* Task item A: According to the COP26 article, when and where is the conference scheduled to take place?
* Task item B: Please continue the COP26 article from the point where it stops.

* Extract provided:
(Bloomberg) -- Prime Minister Boris Johnson said putting the world on a pathway to achieving net zero carbon emissions by 2050 is the main aim of the crucial round of United Nations climate change talks the U.K. is hosting in November.
Efforts to drive down fossil fuel emissions represent a “charter for jobs,” the premier told a committee of members of Parliament Wednesday. He said he’s “becoming more and more obsessed with what we can do” at the conference, known as COP26, which is scheduled to run Nov. 1-12 in the Scottish city of Glasgow.
“In getting to net zero by 2050, which is the number one objective of COP, and getting the world to agree to that, we have the opportunity to turbo-charge our economy at the same time and to drive jobs of all kinds,” Johnson said. For the U.K. that means “literally hundreds of thousands of jobs in wind technology, in batteries, in low carbon campaigns.”

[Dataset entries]

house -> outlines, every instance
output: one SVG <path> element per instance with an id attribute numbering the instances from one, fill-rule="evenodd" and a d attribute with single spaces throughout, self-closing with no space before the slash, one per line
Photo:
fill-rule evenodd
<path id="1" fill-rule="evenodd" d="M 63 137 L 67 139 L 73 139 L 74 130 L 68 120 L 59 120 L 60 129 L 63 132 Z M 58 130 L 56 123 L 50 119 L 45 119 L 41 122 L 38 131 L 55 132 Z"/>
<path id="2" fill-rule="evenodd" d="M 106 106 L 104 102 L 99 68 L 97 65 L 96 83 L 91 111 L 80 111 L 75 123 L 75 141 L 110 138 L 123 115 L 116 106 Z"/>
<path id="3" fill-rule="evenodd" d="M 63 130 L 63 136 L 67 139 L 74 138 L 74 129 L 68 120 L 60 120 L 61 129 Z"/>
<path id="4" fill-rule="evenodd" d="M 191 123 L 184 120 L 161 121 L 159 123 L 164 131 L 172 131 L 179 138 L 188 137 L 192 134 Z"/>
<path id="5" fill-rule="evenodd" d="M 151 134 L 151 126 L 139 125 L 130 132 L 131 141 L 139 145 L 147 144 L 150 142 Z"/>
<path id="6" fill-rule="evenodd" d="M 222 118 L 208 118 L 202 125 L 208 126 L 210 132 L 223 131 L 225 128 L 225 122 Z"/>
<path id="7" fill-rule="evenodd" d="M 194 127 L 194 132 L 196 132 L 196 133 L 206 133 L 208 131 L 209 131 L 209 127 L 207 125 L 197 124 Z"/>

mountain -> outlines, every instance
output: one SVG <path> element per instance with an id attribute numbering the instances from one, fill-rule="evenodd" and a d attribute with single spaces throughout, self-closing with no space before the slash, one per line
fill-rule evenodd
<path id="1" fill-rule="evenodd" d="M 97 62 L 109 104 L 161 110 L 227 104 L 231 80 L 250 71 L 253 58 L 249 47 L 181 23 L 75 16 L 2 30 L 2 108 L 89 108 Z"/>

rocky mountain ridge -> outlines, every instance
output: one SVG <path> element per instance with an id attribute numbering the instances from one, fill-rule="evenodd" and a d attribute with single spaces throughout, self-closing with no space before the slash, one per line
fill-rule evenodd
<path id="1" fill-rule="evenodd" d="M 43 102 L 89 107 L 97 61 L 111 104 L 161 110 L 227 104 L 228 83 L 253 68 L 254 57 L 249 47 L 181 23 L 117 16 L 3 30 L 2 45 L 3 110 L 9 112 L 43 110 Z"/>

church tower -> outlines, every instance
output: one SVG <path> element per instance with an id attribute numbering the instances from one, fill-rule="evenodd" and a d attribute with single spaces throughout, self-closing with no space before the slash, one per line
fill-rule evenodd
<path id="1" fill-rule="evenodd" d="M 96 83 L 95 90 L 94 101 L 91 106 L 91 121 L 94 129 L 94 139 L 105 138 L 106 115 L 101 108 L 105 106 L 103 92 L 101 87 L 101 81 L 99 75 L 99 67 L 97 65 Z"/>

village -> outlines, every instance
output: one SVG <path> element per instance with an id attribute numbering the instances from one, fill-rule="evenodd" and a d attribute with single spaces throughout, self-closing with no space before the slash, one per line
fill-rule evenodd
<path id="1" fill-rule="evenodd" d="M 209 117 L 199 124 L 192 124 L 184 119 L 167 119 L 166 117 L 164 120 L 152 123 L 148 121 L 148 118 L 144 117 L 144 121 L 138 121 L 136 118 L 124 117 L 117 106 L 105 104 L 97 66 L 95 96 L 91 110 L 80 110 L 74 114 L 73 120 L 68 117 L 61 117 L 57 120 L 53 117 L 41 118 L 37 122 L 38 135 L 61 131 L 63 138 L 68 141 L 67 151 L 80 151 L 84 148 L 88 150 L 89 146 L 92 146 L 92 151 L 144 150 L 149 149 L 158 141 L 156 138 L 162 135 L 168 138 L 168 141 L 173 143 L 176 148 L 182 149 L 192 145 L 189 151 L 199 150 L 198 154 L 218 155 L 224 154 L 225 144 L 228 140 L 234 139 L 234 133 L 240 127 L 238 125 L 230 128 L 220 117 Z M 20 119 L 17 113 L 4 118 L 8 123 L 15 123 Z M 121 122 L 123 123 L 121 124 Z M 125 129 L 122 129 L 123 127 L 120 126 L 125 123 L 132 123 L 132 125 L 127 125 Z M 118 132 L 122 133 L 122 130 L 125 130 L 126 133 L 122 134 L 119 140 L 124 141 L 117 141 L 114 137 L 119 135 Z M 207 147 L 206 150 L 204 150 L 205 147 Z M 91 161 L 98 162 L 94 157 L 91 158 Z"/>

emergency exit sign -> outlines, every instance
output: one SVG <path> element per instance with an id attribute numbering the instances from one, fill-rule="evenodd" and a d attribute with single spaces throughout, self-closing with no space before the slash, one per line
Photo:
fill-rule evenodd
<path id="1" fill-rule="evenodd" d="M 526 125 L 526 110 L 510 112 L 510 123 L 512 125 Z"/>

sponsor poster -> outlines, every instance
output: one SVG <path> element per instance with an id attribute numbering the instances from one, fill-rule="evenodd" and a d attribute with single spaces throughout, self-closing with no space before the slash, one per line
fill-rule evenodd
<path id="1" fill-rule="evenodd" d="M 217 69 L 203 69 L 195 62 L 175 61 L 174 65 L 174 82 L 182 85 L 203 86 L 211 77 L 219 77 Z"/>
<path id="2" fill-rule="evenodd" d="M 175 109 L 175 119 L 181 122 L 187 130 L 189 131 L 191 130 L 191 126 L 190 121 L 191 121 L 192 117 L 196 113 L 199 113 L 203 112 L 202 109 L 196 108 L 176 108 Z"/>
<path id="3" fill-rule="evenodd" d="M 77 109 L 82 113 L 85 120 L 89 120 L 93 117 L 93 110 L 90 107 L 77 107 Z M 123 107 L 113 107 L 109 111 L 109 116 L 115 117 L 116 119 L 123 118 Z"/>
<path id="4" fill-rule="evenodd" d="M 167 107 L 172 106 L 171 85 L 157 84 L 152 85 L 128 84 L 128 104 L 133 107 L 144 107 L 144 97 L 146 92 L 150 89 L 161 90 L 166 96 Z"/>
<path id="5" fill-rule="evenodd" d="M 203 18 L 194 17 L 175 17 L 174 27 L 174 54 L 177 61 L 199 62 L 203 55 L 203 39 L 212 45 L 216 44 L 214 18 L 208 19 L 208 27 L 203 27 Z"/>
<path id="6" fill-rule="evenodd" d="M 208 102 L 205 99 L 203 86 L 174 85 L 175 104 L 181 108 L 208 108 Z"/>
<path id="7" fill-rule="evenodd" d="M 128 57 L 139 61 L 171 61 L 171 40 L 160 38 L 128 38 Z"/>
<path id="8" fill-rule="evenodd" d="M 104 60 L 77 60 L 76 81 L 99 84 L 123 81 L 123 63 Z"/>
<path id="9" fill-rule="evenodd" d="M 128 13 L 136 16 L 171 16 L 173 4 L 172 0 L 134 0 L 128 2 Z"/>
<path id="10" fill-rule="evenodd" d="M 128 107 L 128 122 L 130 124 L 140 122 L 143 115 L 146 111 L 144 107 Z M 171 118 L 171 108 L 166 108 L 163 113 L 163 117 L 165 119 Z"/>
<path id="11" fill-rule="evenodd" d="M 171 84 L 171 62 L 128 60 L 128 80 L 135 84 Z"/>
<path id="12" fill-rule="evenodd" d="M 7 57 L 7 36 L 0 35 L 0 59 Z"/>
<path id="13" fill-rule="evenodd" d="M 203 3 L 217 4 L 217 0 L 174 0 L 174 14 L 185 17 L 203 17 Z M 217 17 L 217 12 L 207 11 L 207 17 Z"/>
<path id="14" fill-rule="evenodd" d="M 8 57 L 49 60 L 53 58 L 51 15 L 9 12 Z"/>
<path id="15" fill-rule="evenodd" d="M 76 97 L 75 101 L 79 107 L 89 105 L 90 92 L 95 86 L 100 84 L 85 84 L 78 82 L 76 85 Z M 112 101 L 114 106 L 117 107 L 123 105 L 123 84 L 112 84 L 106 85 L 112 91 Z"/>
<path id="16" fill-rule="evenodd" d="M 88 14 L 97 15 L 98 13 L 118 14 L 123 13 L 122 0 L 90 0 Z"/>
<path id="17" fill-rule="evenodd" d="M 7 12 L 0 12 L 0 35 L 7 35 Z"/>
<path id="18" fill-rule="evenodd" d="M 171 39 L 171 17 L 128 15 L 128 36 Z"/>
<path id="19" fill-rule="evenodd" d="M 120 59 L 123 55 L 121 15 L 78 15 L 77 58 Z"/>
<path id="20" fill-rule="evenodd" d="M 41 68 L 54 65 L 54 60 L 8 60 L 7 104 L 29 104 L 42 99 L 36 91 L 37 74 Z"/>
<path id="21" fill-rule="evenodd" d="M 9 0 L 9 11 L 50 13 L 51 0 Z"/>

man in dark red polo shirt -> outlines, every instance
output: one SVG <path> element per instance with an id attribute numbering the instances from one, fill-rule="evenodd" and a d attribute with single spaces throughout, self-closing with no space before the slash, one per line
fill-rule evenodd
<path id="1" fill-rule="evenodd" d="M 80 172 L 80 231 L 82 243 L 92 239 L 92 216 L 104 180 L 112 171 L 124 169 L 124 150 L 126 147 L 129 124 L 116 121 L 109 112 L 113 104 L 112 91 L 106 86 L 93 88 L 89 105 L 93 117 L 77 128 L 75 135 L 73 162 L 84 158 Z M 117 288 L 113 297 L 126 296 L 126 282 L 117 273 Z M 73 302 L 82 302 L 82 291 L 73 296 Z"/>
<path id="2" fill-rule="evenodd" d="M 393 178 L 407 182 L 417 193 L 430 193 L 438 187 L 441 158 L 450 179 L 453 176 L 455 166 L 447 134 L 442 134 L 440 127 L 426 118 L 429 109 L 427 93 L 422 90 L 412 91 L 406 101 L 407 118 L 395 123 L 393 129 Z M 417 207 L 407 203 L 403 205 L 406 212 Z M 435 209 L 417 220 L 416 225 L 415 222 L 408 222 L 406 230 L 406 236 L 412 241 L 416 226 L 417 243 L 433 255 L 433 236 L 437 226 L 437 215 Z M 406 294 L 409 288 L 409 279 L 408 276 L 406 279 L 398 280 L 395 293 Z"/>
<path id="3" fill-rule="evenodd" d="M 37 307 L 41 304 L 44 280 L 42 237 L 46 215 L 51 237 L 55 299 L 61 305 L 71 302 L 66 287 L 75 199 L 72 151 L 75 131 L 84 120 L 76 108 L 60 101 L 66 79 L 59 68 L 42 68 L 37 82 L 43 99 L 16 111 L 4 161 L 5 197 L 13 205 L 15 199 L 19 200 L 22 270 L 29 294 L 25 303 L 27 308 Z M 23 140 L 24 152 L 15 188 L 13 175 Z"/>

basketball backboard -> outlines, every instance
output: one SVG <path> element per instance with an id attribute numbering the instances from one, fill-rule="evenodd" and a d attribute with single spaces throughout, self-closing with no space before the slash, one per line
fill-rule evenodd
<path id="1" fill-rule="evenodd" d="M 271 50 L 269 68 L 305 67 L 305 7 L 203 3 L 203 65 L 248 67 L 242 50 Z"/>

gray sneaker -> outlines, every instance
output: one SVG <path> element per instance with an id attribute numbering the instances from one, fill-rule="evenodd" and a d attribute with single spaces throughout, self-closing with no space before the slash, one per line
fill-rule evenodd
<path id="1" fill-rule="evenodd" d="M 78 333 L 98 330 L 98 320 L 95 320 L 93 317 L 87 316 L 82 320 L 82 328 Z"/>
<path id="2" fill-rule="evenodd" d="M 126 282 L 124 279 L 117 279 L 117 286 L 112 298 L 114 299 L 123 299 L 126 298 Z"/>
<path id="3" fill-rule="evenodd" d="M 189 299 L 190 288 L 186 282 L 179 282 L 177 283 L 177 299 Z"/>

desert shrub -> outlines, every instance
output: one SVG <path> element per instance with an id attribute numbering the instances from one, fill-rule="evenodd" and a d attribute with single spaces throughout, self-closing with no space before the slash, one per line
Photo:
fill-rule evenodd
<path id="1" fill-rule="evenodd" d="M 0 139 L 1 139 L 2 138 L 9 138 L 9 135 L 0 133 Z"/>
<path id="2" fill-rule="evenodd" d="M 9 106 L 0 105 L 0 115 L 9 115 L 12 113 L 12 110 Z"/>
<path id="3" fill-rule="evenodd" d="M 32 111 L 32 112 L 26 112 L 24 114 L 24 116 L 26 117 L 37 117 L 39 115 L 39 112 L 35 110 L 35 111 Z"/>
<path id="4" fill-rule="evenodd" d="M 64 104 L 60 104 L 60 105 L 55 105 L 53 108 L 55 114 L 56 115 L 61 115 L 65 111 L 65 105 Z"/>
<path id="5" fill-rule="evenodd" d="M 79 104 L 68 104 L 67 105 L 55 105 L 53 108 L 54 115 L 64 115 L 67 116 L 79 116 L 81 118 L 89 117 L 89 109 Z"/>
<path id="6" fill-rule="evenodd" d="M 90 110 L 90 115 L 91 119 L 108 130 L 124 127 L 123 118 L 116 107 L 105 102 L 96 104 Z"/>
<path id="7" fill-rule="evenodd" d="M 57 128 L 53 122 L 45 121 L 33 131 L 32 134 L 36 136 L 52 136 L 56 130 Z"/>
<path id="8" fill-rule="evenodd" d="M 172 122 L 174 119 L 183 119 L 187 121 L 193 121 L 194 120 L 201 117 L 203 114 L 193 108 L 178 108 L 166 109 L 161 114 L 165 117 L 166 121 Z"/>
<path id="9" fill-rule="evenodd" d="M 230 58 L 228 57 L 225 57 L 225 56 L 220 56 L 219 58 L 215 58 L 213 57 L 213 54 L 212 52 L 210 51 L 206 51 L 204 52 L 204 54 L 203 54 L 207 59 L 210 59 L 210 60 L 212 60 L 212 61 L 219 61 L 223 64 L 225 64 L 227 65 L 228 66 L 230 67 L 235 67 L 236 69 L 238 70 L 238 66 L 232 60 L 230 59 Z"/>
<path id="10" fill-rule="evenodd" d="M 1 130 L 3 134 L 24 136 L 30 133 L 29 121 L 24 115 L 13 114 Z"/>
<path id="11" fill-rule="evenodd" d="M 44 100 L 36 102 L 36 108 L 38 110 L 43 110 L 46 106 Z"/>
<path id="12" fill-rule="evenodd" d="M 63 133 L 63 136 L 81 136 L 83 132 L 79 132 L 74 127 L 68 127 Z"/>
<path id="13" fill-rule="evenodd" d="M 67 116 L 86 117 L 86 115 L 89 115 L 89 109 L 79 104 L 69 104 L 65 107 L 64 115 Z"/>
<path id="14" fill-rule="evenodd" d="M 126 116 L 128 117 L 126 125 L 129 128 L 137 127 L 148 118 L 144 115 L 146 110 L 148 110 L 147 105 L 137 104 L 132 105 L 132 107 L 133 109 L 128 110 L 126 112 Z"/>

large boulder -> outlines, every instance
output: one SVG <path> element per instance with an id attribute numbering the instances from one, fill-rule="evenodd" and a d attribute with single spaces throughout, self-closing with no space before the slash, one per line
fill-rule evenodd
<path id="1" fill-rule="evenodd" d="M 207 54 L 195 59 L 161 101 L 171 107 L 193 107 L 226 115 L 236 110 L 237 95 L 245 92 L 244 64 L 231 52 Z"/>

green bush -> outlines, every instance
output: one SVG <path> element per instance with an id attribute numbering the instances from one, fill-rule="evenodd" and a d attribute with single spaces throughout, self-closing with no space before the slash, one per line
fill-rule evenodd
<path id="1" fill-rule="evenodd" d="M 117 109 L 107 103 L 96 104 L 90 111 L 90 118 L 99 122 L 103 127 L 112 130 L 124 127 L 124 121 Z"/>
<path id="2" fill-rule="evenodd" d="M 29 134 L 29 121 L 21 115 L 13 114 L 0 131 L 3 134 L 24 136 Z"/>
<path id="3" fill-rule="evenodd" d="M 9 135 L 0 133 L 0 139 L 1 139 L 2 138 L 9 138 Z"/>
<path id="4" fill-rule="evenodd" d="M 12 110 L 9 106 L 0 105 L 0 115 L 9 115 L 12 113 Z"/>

* Exercise response A: It is scheduled to run Nov. 1-12 in the Scottish city of Glasgow.

* Exercise response B:
Johnson’s goal looks challenging. While currently more than half of the world’s emissions are covered by net zero commitments, not all of them are for 2050.
China, the world’s biggest emitter, doesn’t plan to achieve climate neutrality until a decade later, while the U.S. has no such target after President Donald Trump pulled the second biggest emitter out of the Paris Agreement governing the global fight against climate change.
If President-Elect Joe Biden, who’s indicated he’ll rejoin Paris, makes the same pledge, some 63% of global emissions will be covered by net zero promises, according to Climate Action Tracker. As COP president, Britain is seeking firm commitments from India, Indonesia, Australia, Canada, South Africa, Brazil and Saudi Arabia among others.
The U.K. itself has already set the most ambitious interim goals of any major economy on the way to achieving net zero emissions by 2050. So far, some 26 countries have announced net-zero goals, including six countries that have passed binding legislation.
Festival of Ideas
“Lots of countries that we thought would be difficult have been coming with commitments to net zero,” Johnson said. “We’re seeing an enormous amount of progress.”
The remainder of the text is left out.